Set task: Copy every line of the entries below that contains the word "foliage". Match case exactly.

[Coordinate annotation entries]
## begin

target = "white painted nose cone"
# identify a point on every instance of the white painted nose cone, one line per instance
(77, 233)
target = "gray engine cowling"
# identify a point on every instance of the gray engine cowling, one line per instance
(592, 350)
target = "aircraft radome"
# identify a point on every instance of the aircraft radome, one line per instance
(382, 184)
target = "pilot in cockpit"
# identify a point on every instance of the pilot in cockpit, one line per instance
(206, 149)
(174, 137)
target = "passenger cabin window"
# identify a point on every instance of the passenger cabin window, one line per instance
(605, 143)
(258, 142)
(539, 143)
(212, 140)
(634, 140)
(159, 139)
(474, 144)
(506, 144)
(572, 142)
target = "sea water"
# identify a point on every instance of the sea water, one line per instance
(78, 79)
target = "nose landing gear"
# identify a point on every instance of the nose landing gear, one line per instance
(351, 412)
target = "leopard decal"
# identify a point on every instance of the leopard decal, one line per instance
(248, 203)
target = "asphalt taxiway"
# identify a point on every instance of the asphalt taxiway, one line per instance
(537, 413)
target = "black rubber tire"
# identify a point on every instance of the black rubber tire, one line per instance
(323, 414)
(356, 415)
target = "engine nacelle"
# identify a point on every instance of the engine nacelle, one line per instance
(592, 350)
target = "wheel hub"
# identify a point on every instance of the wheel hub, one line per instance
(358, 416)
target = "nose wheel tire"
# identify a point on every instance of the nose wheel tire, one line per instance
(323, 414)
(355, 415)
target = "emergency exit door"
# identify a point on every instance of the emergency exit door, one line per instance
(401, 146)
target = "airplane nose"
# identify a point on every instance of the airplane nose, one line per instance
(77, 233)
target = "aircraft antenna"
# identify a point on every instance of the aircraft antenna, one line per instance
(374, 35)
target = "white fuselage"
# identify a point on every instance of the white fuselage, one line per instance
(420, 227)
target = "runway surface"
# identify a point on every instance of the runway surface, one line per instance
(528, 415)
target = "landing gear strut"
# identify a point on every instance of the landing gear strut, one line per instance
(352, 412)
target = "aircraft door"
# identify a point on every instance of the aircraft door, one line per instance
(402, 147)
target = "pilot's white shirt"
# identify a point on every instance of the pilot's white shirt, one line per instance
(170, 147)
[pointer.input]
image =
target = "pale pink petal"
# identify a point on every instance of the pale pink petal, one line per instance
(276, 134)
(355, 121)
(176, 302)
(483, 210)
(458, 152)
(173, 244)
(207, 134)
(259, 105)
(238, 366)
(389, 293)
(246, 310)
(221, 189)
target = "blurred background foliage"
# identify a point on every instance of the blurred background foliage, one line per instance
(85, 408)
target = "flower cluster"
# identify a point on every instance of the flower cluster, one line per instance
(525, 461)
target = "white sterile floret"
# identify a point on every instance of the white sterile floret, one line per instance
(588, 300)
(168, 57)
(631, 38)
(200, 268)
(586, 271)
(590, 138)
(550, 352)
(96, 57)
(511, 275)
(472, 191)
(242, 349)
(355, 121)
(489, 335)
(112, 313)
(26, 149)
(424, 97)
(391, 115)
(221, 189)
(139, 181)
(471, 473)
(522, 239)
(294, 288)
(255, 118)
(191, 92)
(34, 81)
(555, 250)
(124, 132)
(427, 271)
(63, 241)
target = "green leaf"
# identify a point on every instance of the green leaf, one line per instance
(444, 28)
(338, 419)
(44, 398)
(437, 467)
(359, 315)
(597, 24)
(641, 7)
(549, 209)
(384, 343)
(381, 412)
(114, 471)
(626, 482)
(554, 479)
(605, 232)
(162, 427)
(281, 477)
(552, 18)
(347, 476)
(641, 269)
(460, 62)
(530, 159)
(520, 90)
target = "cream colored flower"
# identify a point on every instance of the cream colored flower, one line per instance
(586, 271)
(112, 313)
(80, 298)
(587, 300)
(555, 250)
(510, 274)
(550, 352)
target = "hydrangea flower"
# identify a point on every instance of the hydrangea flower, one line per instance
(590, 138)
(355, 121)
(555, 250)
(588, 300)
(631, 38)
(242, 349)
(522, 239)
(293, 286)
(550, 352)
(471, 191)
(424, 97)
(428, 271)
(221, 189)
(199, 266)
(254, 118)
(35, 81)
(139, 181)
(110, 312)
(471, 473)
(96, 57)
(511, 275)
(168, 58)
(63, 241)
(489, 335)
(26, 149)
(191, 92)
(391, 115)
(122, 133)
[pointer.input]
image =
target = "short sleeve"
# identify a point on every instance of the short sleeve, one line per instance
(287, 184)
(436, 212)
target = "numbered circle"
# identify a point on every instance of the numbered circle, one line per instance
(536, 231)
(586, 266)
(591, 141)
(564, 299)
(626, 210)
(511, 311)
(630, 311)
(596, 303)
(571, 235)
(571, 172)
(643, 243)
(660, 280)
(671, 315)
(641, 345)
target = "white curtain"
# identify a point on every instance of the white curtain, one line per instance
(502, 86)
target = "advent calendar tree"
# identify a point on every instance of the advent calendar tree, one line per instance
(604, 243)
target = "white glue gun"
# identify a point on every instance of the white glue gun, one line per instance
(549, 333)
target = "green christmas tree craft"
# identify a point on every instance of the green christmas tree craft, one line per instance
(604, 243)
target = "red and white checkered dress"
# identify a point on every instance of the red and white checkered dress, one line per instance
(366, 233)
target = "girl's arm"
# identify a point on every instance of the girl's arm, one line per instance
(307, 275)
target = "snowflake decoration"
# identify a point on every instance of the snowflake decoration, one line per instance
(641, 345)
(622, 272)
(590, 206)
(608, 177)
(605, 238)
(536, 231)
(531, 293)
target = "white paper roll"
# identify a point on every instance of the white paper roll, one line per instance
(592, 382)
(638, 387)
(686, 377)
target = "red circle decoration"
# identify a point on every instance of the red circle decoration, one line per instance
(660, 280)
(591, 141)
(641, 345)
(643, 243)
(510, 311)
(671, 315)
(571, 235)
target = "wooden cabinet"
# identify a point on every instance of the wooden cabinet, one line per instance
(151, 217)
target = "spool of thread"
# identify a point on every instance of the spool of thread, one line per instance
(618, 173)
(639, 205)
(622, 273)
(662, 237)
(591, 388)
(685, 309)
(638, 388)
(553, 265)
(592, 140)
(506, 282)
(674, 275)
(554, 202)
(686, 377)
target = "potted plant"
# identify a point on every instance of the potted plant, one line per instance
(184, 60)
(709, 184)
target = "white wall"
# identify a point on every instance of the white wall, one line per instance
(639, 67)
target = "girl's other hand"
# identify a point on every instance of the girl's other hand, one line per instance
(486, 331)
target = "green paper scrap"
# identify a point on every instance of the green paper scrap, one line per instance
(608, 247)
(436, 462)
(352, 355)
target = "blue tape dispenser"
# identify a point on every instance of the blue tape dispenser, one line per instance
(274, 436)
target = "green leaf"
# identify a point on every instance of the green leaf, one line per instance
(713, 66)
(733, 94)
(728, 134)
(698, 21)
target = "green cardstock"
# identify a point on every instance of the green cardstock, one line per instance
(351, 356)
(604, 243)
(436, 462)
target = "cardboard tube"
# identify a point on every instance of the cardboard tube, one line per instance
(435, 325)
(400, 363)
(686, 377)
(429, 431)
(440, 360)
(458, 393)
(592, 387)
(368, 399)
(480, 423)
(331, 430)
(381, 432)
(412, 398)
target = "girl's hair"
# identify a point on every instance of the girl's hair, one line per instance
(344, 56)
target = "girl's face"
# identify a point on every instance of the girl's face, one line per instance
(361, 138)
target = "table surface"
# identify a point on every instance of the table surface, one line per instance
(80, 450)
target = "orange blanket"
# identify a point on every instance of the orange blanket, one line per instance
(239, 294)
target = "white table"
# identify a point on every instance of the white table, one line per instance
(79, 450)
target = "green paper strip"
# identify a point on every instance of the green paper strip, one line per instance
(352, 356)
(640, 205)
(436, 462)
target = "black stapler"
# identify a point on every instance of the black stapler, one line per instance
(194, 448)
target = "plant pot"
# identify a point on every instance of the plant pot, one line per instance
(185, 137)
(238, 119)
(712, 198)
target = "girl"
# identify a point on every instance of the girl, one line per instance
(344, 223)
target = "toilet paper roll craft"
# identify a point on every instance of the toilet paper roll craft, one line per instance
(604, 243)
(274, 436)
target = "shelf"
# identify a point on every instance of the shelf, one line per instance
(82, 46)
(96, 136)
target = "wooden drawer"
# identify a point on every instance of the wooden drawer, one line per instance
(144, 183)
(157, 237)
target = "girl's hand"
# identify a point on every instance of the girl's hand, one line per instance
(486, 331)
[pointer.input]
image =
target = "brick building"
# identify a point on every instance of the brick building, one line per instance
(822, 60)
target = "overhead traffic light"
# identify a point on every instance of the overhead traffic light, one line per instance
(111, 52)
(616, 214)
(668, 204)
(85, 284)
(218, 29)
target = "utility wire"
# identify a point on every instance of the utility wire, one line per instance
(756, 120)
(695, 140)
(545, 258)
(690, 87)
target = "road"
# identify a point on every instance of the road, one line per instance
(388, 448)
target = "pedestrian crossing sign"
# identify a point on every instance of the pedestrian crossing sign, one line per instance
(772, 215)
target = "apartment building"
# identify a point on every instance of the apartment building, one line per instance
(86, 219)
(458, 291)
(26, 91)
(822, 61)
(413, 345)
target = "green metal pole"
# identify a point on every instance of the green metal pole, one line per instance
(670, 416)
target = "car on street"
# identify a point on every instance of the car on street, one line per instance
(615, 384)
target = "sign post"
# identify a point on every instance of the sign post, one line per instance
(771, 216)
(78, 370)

## end

Result:
target = "blurred background foliage"
# identify a point on every instance of the blurred background foliage, one line per instance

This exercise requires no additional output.